* Source document:
The reasons for this result are not mysterious: Notwithstanding scientists’ best intentions and fervent hopes, much of their work is of limited interest to the community. Any effort to replicate such uninteresting work is thus wasted. To maximize scientific productivity overall, that effort should be spent elsewhere, for example in theory development and test, or in replicating published results deemed interesting.

Theory-testing research

The basic premise of theory-testing research is that the search for effects is structured and guided by the theory. The quality or plausibility of a theory is reflected in how well the theory targets real effects to be tested. We instantiated those ideas by introducing structure into the landscape of true effects and into the experimental search (Methods section). Figure 6 illustrates the role of theory. Across panels, the correspondence between the location of true effects and the search space guided by the theory (parameter \(\rho\)) increases from 0.1 (poor theory) to 1 (perfect theory). A poor theory is targeting a part of the landscape that contains no real effects, whereas a highly plausible theory targets a segment that contains many real effects.

Fig. 6: The role of theory in the model.
figure 6

Each panel shows the same landscape of ground truth as in Fig. 3. In each panel, the gray contours illustrate the location of true effects (randomly chosen for each replication) and the red lines outline the space of experiments actually conducted as determined by the theory. Unlike in discovery-oriented research, true effects and experiments cluster together. The quality of the theory (determined by parameter \(\rho\)) is reflected in the overlap between the true state of the world (gray cluster) and the experiments (red cluster). The leftmost panel shows a poor theory (\(\rho =0.1\)), the center panel a modestly powerful theory (\(\rho =0.5\)), and the rightmost panel a perfect theory (\(\rho =1.0\)). Each panel represents a single arbitrarily chosen replication.

Not unexpectedly, the introduction of theory boosts performance considerably. Figure 7 shows results when all statistical tests focus on rejecting the null hypothesis, with power kept constant at 0.8. When experimentation is guided by a perfect theory (\(\rho =1\)), the number of true phenomena being discovered under either replication regime with a diffuse decision threshold (high temperature) is approaching or exceeding the actual number of existing effects. (Because the same phenomenon can be discovered in multiple experiments, the discovery count can exceed the true number of phenomena.) The cost associated with those discoveries, however, again differs strikingly between replication regimes. In the extreme case, with the most powerful theory, the private replication regime required nearly 40% additional experimental effort compared to the public regime. The cost associated with private replications is thus even greater with theory-testing research than with discovery-oriented research. The greater penalty is an ironic consequence of the greater accuracy of theory-testing research, because the larger number of significant effects (many of them true) automatically entails a larger number of private replications and hence many additional experiments. As with discovery-oriented research, the cost advantage of the public regime persists irrespective of whether frequentist or Bayesian techniques are used to analyze the experiments.

* Dataset entries:
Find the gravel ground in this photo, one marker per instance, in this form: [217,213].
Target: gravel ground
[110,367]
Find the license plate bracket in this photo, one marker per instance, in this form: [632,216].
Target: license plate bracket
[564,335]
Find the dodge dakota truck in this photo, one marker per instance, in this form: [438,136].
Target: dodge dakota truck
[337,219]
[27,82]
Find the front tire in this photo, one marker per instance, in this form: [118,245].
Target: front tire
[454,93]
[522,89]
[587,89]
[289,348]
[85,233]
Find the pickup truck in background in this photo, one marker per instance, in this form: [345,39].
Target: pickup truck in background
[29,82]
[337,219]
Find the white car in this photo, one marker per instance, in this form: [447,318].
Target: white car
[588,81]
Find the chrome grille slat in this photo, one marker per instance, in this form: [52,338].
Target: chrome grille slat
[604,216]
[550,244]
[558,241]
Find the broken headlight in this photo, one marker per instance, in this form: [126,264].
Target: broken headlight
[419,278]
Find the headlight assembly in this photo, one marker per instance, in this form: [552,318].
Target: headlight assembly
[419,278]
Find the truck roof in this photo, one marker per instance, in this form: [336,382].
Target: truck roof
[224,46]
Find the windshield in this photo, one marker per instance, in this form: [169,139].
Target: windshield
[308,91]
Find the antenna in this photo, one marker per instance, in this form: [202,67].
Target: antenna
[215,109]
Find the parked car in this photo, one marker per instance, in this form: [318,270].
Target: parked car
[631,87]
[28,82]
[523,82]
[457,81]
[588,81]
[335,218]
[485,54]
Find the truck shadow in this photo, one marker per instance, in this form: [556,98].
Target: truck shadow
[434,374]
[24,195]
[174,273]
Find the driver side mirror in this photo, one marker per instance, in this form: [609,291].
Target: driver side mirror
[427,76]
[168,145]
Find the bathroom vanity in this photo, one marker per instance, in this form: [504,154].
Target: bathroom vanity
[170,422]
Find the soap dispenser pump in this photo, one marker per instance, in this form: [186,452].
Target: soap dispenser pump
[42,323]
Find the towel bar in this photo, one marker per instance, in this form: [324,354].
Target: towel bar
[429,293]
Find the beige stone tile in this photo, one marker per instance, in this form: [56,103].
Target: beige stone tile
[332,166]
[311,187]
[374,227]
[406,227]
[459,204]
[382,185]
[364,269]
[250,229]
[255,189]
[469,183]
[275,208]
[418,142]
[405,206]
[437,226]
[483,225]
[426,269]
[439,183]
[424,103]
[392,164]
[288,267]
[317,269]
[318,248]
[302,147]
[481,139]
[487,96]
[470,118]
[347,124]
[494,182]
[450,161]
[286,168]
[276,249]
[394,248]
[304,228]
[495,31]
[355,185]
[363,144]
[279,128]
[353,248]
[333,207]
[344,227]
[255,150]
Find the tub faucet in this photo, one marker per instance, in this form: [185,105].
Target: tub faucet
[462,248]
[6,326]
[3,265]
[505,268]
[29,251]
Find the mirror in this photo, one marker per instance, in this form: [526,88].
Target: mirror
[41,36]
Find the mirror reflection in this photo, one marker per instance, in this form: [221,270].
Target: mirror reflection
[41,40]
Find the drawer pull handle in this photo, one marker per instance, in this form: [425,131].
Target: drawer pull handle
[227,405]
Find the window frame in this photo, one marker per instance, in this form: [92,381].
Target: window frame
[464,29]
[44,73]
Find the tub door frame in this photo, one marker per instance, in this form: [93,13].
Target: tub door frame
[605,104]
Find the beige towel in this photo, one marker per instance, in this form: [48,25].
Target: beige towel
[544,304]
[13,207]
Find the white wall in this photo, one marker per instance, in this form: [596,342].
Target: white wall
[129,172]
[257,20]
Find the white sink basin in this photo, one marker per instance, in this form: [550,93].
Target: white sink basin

* Problem set:
1 > Using the caption of Fig. 6 in the passage on theory-testing research, list each value of the parameter ρ given for the figure's panels, along with the panel's position and the kind of theory it shows.
2 > Reproduce the part of the passage on theory-testing research that opens with the words containing "The basic premise" and closes with "many real effects.".

* Task responses:
1 >
- 0.1: leftmost panel, a poor theory
- 0.5: center panel, a modestly powerful theory
- 1.0: rightmost panel, a perfect theory

2 >
The basic premise of theory-testing research is that the search for effects is structured and guided by the theory. The quality or plausibility of a theory is reflected in how well the theory targets real effects to be tested. We instantiated those ideas by introducing structure into the landscape of true effects and into the experimental search (Methods section). Figure 6 illustrates the role of theory. Across panels, the correspondence between the location of true effects and the search space guided by the theory (parameter \(\rho\)) increases from 0.1 (poor theory) to 1 (perfect theory). A poor theory is targeting a part of the landscape that contains no real effects, whereas a highly plausible theory targets a segment that contains many real effects.